Problem to solve
All that is needed is the listing, given back exactly.

Data provided
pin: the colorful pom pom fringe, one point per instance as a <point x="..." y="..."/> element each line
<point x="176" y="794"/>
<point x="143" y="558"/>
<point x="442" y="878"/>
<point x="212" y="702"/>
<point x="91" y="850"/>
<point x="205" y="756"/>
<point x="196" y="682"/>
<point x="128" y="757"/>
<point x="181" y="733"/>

Problem solution
pin: the colorful pom pom fringe, one point per instance as a <point x="..." y="..."/> element each line
<point x="176" y="794"/>
<point x="143" y="558"/>
<point x="442" y="878"/>
<point x="212" y="702"/>
<point x="91" y="850"/>
<point x="205" y="756"/>
<point x="196" y="682"/>
<point x="128" y="757"/>
<point x="181" y="733"/>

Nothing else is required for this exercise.